* **Task**
Skip the pictures, please, and write out exactly the lines from the opening of the data through the line containing "of the sunglasses".
Start of Data for this exercise
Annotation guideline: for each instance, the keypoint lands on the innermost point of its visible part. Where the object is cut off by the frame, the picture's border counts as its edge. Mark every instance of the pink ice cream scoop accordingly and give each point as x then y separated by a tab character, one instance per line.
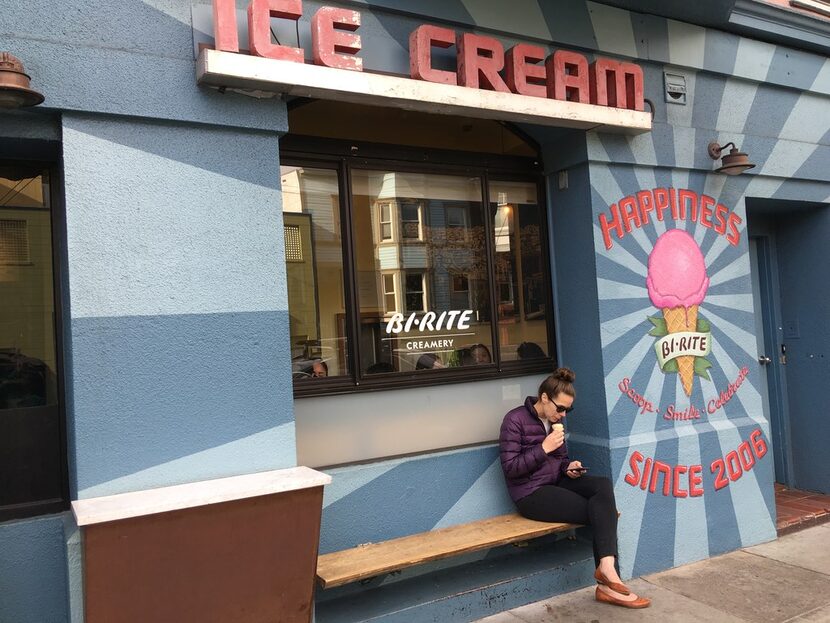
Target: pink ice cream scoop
676	271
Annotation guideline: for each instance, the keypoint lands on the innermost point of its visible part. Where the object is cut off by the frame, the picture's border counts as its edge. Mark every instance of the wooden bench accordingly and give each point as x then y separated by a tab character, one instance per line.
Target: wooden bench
372	559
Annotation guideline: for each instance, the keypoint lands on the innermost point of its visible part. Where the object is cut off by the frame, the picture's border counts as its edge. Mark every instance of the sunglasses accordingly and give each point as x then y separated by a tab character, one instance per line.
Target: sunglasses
561	409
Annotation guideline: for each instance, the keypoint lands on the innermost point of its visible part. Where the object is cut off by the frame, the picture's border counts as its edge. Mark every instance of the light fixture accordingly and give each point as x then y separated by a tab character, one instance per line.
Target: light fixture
15	88
733	164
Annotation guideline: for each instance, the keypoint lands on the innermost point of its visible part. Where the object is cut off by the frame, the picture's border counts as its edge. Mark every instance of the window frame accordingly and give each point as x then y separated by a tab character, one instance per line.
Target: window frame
45	155
348	156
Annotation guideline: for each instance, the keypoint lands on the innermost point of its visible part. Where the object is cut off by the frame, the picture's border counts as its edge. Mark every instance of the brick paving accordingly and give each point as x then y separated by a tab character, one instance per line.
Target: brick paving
797	510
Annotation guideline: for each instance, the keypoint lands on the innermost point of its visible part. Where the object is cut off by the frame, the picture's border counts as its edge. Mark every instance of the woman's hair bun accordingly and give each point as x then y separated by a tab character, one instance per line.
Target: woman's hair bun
564	374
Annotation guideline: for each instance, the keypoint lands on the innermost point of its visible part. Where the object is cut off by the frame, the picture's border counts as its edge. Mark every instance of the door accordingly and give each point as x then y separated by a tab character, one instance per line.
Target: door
791	291
764	292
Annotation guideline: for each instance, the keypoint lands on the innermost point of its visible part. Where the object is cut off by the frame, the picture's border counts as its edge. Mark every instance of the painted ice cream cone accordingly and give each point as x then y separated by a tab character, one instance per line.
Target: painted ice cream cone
680	319
677	284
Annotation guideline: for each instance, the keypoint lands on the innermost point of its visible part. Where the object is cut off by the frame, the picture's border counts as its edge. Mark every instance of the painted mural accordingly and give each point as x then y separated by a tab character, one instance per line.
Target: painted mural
688	437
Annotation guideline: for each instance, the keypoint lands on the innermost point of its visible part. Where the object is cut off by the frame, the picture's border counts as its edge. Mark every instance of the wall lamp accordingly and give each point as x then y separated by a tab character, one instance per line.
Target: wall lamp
733	164
15	88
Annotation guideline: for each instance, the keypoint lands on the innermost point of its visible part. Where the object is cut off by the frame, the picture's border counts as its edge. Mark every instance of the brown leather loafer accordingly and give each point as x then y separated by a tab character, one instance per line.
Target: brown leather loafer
640	602
622	589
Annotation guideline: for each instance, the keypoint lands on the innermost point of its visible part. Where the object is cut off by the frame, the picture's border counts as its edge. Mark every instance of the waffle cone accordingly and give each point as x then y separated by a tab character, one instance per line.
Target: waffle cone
683	319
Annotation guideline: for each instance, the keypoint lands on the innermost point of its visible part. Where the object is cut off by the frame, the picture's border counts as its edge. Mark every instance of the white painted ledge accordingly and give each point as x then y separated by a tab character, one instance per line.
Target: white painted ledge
252	73
191	495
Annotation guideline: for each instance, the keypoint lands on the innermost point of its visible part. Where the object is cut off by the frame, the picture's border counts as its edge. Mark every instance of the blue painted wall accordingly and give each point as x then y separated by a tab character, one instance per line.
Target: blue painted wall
33	587
174	237
175	274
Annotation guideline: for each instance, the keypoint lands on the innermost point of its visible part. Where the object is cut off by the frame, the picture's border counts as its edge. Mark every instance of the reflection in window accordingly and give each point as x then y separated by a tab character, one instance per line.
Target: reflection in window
30	437
519	267
314	268
411	220
439	259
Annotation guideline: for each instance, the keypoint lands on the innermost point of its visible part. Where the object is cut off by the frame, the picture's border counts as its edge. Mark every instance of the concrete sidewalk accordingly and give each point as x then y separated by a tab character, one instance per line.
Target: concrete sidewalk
785	580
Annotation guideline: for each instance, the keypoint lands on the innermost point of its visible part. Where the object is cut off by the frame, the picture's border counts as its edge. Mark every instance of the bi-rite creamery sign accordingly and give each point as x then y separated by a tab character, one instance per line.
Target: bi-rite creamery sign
522	83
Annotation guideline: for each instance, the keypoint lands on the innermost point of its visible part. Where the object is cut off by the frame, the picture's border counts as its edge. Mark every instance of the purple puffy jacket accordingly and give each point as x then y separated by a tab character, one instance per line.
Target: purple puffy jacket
525	464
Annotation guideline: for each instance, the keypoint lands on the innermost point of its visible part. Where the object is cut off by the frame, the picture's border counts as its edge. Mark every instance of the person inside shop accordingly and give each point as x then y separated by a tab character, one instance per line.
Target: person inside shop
428	361
474	355
546	485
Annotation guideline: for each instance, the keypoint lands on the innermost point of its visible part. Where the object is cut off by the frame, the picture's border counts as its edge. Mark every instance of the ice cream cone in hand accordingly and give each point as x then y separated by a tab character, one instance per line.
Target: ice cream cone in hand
677	284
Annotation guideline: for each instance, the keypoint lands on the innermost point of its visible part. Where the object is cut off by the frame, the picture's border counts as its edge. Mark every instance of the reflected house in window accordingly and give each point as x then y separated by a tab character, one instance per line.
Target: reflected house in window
410	245
314	268
427	254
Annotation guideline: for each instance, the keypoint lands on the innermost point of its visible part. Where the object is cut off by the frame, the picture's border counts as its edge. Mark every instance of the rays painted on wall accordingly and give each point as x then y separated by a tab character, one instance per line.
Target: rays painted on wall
650	410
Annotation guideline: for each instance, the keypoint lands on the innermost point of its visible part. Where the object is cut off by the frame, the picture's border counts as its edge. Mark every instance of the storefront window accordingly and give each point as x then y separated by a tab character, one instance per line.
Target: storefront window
314	268
520	272
31	446
439	257
410	266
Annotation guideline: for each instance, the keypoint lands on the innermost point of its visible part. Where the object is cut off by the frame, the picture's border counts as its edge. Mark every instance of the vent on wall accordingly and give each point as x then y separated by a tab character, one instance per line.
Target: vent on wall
14	242
293	244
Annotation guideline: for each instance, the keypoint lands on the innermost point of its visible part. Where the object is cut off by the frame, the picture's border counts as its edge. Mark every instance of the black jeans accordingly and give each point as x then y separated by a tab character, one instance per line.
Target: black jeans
587	500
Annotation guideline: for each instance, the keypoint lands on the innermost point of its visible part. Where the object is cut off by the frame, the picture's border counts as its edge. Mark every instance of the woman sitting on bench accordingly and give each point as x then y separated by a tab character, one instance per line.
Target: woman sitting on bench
546	485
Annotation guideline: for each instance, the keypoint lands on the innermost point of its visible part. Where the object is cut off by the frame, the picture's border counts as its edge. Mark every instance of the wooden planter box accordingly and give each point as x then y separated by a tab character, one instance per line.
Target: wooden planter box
240	549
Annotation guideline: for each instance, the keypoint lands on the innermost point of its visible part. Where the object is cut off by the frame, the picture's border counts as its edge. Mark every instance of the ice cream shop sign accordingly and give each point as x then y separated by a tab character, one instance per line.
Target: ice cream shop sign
523	83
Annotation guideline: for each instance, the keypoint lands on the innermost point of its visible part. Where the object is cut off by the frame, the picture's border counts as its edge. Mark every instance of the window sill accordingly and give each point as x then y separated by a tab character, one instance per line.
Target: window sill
423	378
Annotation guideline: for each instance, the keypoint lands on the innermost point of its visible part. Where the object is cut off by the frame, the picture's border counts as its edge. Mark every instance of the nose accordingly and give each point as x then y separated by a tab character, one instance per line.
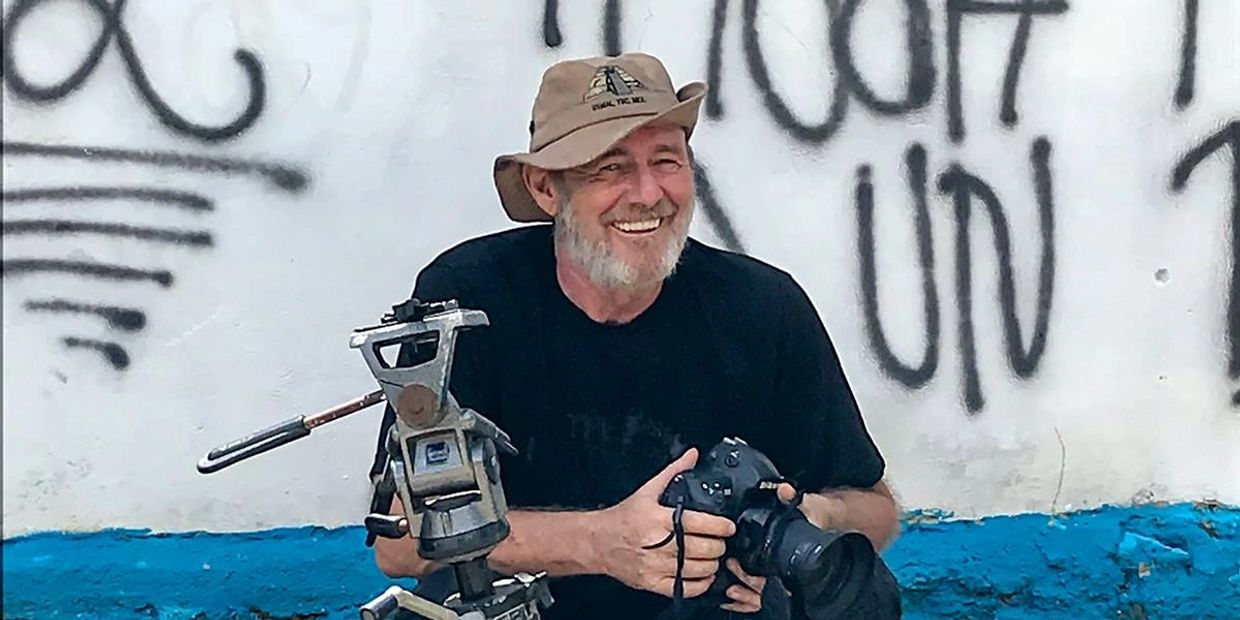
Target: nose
644	187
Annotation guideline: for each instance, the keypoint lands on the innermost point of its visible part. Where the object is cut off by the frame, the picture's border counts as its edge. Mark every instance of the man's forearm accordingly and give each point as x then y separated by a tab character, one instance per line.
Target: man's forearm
559	543
871	511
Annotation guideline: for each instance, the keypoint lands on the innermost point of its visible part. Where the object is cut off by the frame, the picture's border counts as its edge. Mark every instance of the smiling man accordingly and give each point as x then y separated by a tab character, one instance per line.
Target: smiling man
618	346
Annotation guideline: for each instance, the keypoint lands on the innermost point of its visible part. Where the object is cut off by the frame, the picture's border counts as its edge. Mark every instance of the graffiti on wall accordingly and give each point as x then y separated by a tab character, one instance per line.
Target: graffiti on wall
1024	346
118	319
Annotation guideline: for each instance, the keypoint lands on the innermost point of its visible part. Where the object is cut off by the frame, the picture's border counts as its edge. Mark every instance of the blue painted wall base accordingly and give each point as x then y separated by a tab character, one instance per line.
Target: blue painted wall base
1147	562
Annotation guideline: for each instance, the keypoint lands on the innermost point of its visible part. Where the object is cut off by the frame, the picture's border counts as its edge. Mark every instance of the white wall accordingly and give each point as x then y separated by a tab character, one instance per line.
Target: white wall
394	112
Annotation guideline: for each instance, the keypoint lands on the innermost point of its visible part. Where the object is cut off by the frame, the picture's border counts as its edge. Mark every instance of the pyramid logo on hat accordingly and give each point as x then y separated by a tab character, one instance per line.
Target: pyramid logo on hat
611	79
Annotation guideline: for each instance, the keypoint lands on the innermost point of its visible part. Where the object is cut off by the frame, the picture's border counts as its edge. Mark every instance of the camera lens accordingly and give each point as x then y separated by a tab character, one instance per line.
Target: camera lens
823	569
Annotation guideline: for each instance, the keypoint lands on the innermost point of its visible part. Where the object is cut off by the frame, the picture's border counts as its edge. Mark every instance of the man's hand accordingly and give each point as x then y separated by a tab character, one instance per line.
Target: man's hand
640	521
745	597
871	511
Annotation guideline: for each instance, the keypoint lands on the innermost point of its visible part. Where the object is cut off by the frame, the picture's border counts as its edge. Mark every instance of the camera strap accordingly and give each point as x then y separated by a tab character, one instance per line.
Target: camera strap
678	536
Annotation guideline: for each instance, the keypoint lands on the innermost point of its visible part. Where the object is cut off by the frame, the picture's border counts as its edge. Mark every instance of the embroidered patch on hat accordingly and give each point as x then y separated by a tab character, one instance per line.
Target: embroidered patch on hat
611	79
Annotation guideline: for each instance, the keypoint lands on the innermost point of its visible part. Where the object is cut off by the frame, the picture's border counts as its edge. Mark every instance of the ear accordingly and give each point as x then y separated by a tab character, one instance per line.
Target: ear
540	185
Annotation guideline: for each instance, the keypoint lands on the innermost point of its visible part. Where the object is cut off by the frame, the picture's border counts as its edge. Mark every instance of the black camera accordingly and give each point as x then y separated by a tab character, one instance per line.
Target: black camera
830	573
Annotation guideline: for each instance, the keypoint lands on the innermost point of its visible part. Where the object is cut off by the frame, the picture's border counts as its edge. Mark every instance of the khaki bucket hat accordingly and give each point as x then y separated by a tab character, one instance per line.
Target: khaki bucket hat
583	108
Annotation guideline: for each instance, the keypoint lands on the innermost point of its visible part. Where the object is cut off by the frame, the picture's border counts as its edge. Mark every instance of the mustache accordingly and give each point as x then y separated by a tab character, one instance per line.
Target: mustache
633	213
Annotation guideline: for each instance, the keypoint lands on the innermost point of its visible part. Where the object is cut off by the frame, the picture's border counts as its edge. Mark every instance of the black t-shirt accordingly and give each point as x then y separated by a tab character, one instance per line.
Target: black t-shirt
730	347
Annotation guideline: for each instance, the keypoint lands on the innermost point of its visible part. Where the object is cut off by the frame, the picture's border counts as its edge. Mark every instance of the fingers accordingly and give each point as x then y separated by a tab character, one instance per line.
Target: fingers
707	525
654	487
692	587
703	547
747	597
743	600
698	568
754	582
786	492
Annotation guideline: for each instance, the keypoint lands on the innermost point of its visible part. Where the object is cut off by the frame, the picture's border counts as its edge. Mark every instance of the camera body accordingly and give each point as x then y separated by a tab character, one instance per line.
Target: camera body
830	573
738	482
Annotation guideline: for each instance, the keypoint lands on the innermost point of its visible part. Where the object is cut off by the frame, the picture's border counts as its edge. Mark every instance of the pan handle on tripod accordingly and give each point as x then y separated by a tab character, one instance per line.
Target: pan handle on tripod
253	444
283	433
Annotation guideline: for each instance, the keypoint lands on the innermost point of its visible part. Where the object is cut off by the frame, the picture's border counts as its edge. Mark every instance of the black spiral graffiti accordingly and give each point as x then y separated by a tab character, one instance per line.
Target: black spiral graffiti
117	318
113	29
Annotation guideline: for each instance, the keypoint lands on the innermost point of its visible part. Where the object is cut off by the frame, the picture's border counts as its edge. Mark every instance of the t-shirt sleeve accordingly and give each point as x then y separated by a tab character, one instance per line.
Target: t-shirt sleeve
828	432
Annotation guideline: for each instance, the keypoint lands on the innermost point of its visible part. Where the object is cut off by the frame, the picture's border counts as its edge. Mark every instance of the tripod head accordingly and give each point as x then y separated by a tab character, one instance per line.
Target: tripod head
443	461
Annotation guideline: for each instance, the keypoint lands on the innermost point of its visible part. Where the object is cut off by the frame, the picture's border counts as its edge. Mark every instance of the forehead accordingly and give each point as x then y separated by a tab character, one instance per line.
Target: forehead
647	139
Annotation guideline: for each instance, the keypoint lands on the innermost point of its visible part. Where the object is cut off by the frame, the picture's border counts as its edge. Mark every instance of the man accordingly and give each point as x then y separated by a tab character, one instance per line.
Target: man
618	347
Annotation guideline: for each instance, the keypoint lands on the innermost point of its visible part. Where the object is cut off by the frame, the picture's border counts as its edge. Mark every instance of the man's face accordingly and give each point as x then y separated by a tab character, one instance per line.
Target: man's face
624	217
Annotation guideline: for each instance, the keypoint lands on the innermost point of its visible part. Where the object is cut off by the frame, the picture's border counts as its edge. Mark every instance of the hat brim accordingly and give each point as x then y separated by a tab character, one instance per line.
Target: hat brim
583	146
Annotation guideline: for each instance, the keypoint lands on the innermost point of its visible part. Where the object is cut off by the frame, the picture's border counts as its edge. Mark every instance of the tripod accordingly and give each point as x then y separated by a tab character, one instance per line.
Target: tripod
443	461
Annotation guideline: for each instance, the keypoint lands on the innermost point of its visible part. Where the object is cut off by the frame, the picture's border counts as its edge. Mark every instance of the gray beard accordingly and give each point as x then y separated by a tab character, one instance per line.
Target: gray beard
603	267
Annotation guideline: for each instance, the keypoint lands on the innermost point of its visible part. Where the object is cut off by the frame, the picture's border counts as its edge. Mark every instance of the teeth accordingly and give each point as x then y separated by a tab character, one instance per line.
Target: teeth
644	226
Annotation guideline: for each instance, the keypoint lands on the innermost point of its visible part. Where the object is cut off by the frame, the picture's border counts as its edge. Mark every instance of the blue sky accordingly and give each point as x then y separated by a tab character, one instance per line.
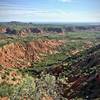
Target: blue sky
50	10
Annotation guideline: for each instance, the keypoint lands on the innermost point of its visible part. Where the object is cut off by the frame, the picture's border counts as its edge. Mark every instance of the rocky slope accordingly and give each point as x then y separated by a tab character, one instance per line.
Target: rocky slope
21	55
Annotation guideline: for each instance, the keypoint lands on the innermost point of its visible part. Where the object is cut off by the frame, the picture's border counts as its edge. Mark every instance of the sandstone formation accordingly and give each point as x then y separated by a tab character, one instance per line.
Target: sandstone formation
21	55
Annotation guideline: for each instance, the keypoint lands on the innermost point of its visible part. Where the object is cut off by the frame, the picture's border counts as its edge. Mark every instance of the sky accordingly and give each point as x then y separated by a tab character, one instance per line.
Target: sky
50	10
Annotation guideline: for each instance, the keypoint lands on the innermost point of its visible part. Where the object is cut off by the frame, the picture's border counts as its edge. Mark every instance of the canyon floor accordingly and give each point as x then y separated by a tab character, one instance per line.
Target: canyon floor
54	63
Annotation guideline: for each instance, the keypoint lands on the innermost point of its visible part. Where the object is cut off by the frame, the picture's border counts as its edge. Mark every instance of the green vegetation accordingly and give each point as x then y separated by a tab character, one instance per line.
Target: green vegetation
37	82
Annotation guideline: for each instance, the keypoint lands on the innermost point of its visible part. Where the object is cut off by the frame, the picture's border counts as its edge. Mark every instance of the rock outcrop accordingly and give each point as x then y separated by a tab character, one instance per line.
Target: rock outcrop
21	55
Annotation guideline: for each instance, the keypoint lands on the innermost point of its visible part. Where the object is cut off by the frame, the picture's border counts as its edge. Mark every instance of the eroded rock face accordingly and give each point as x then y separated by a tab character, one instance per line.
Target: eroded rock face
21	55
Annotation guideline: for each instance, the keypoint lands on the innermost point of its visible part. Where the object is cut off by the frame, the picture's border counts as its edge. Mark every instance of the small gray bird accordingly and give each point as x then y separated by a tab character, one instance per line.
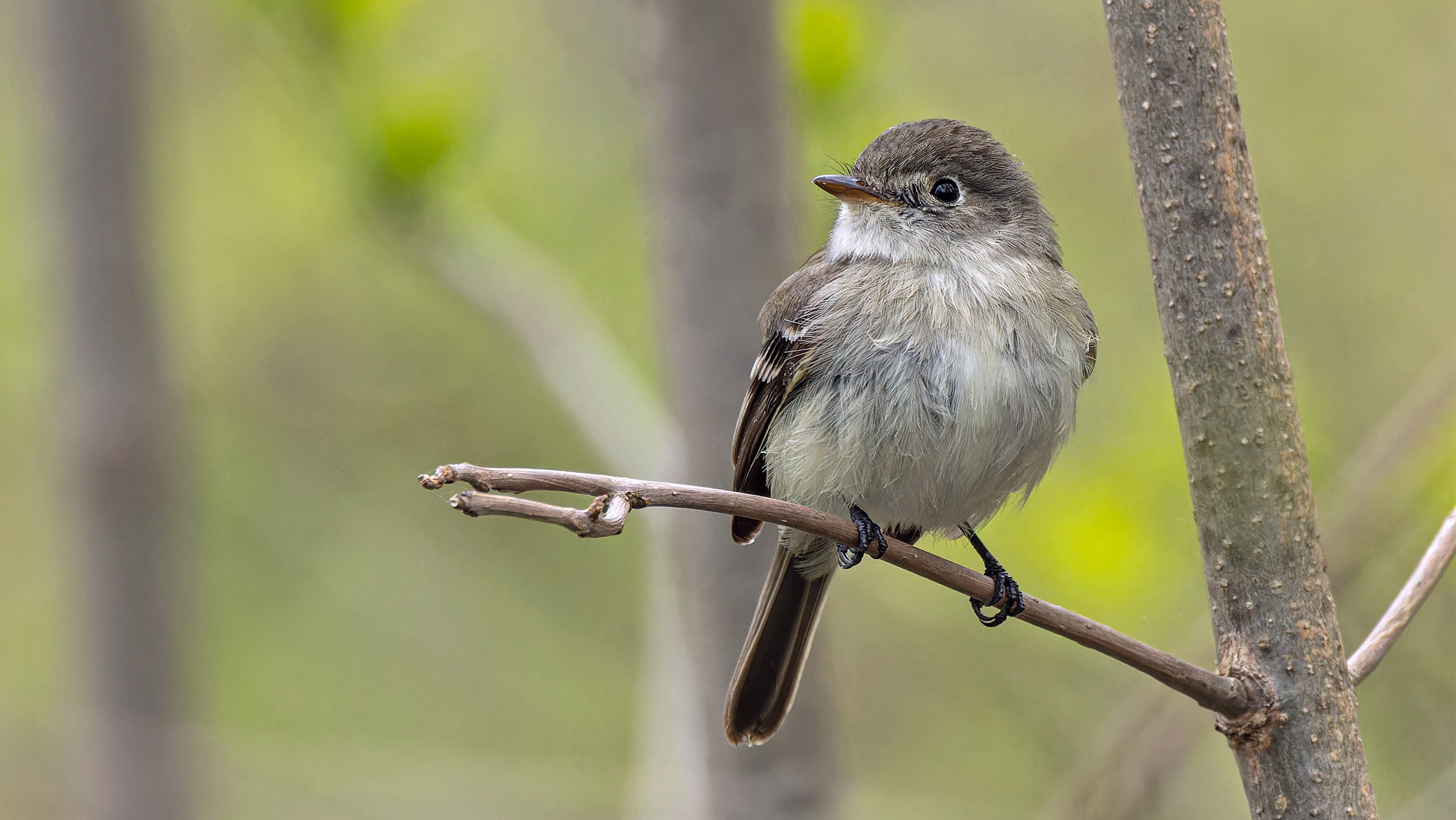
End of Data for this exercise
* **Answer**
Annotation guideline: for each instance, the keypoint lands on the innermost point of its visible part. Where the object is cut off by the frame, the picture's border counts as its edge. Mark every instance of the pink ice cream scoop accordingly and give each point as x then y separated by a tab character, one instance per line.
Target: pink ice cream scoop
676	271
Annotation guideline: for each instance, the keypoint lands on the innermost point of its visible part. Where the object is cut off by the frame, the picture's border counts as its edge. Mark every instance of the wooden bench accordingly and give each point as x then y separated by a tab character, one instance per line.
Target: wooden bench
372	559
Annotation guideline: for each instance, the keypoint lands on the innermost point of its visible part. Where the object is cut off by the frame, the picture's border counts as its edge. Mark every instance of the sunglasses accordingly and give each point as x then y separated by a tab character, one instance per line.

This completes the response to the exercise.